─── Information provided ───

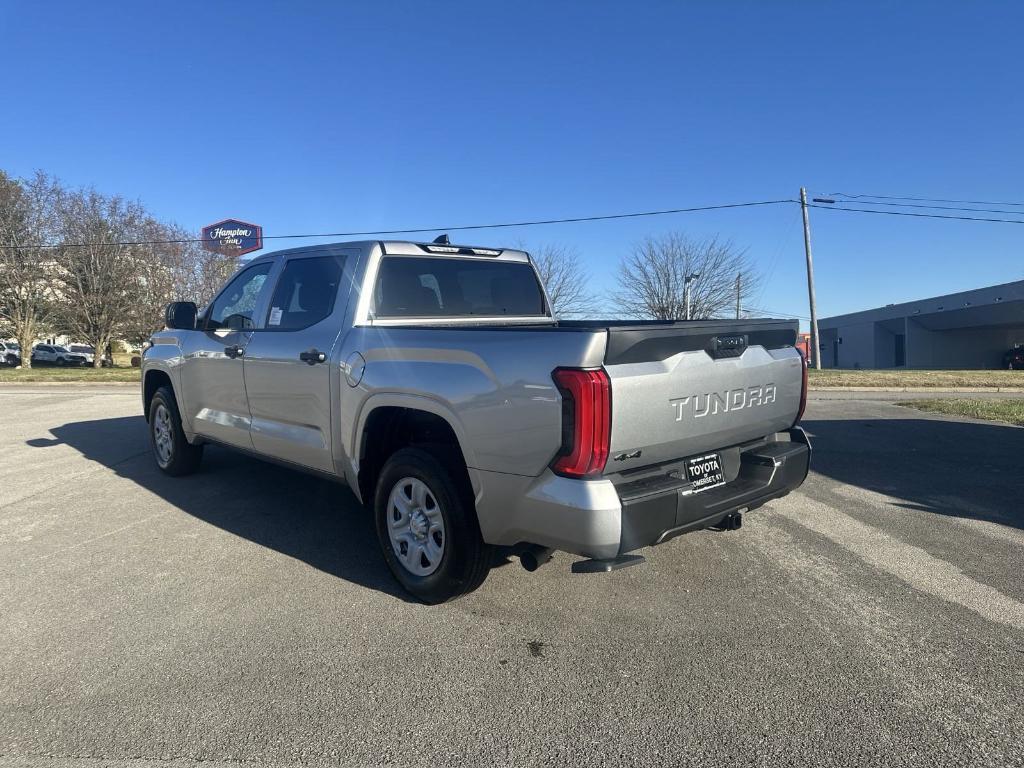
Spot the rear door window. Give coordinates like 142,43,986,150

───
─── Information provided ───

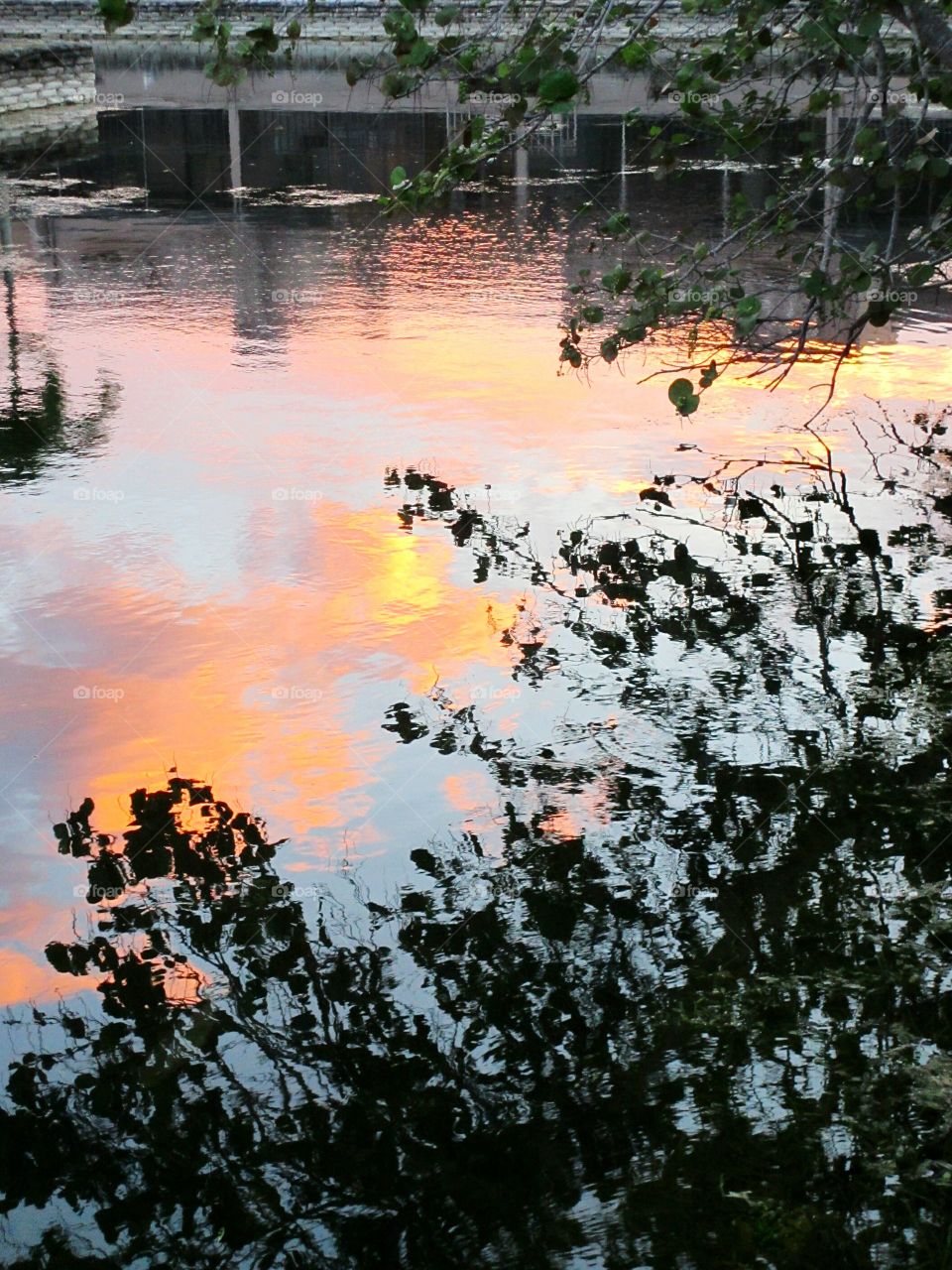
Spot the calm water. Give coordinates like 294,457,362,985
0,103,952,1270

───
─── Information provided ───

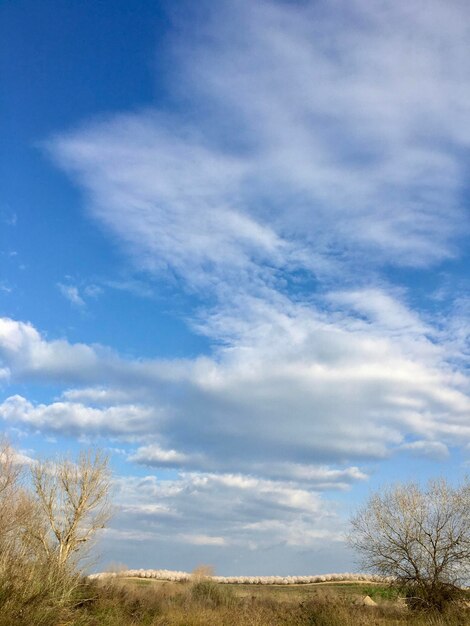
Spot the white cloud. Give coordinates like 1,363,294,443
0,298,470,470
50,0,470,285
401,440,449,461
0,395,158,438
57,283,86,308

───

◆ **What to do**
Can you copy out, unchanged, the lines of the records starting with the one that contains "Spot the white" and continuing through the one that contains "57,283,86,308", with both of those lines included?

◆ **The result**
Spot the white cloud. Give coordinates like 1,363,294,443
0,298,470,470
50,0,470,285
401,440,449,461
0,395,158,438
57,283,86,308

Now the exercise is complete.